- **RICHIESTA**
Per favore, ricopia parola per parola l'intero elenco qui sotto, dalla prima all'ultima riga, senza alcuna modifica.

─── RACCOLTA DATI

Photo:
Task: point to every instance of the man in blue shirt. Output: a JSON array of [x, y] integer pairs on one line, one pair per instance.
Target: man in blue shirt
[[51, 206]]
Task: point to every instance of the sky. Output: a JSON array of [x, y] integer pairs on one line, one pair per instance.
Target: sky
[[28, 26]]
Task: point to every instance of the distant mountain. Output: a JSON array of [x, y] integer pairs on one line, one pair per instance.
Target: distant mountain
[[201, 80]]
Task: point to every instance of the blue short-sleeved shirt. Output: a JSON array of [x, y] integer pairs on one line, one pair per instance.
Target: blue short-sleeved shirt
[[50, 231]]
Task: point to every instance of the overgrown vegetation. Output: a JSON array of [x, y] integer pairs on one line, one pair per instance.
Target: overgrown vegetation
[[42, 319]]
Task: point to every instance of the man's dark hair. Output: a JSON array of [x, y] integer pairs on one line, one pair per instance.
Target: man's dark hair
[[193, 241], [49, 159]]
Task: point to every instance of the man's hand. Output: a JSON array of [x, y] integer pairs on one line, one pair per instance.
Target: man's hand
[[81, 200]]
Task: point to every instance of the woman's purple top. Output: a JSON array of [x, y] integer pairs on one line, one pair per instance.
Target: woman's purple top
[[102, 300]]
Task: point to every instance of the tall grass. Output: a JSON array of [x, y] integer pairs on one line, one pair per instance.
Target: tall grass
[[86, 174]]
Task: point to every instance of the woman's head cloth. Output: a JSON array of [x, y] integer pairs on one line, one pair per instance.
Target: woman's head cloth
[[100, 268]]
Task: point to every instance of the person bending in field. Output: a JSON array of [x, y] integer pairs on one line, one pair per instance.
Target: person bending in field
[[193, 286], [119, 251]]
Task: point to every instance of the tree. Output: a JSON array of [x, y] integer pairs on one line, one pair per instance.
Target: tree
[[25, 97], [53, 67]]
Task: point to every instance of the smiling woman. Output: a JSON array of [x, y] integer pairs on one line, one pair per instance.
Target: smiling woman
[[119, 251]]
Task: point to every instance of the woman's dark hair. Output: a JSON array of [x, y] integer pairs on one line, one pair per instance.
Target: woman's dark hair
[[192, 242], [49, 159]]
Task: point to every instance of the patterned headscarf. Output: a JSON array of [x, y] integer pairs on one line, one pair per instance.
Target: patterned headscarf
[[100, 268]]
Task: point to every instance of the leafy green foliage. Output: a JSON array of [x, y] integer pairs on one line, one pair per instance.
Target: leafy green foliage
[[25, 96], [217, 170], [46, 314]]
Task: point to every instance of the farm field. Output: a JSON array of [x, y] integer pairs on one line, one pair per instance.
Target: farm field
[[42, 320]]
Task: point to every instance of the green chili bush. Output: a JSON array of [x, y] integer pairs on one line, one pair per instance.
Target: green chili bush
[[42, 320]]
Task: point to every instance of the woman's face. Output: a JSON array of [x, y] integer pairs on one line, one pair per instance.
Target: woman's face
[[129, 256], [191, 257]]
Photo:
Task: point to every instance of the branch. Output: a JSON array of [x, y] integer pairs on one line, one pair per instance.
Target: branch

──────

- **RISPOSTA SCRITTA**
Photo:
Task: point to every instance of the man in blue shirt. Output: a JSON array of [x, y] integer pairs on one line, one pair per instance.
Target: man in blue shirt
[[51, 206]]
Task: point to every instance of the sky. Output: a JSON array of [x, y] integer pairs on one line, one pair per instance.
Target: sky
[[28, 26]]
Task: point to every instance of the distant mountain. Output: a JSON array of [x, y] integer pairs on one line, one pair per instance.
Target: distant mountain
[[201, 80]]
Task: point to every instance of the blue short-sleeved shirt. Output: a JSON array of [x, y] integer pairs on one line, one pair per instance.
Target: blue short-sleeved shirt
[[50, 231]]
Task: point to every instance of the overgrown vegetation. Output: a JSON array of [x, y] integer pairs on one line, one pair per instance.
Target: overgrown vegetation
[[42, 319]]
Task: point to every instance of the man's dark hair. Output: a JSON array of [x, y] integer pairs on one line, one pair per instance.
Target: man's dark hair
[[193, 241], [49, 159]]
Task: point to every instance of the man's hand. Output: a JSON array of [x, y] integer pairs on one line, one pair per instance.
Target: man's hand
[[81, 200]]
Task: point to every instance of the woman's purple top. Output: a JSON array of [x, y] integer pairs on one line, one pair per instance.
Target: woman's purple top
[[102, 300]]
Task: point to every instance of the tall grass. Output: a JSON array of [x, y] integer pairs on one line, one pair per instance.
Target: tall grass
[[86, 174]]
Task: point to every instance of the woman's head cloth. Output: a JSON array of [x, y] integer pairs on one line, one pair per instance.
Target: woman's head cloth
[[100, 268]]
Task: point to every instance of the person bending in field. Output: a JSON array of [x, y] integer pairs on one line, one pair per instance.
Target: person bending in field
[[193, 286], [119, 251]]
Task: point to every instance of the tree. Output: a JSON array of [x, y] integer pairs on one line, one pair per instance.
Target: tree
[[25, 97], [53, 67]]
Task: point to every instance of the smiling woman. Output: a JSON array of [x, y] integer pairs on one line, one pair per instance.
Target: smiling woman
[[119, 251]]
Task: point to every instance of the woman's dark hair. Output: a JSON array of [x, y] integer pairs on one line, one pair per instance.
Target: woman's dark hair
[[192, 242], [49, 159]]
Task: point to every instance of the patterned headscarf. Output: a JSON array of [x, y] integer pairs on one line, one pair per instance.
Target: patterned headscarf
[[100, 268]]
Task: point to every instance of the leafy green foliage. Output: a JSON array of [x, y] integer pairs on one line, one pair per instance.
Target: leafy green foliage
[[25, 96], [217, 170], [46, 314]]
Task: point to every instance of the farm field. Output: a JSON array of [x, y] integer pairs on one line, one pair per instance.
Target: farm field
[[42, 320]]
Task: point to every instance of the green chili bush. Output: a JSON array of [x, y] integer pairs on one line, one pair per instance.
Target: green chili bush
[[42, 320]]
Task: point to every instance of the woman's face. Output: a JSON array of [x, y] integer pairs on one line, one pair per instance.
Target: woman's face
[[129, 256], [191, 257]]
Photo:
Task: point to every instance of the branch. Output: a JSON array of [x, y] integer pairs on one line, one pair per instance.
Target: branch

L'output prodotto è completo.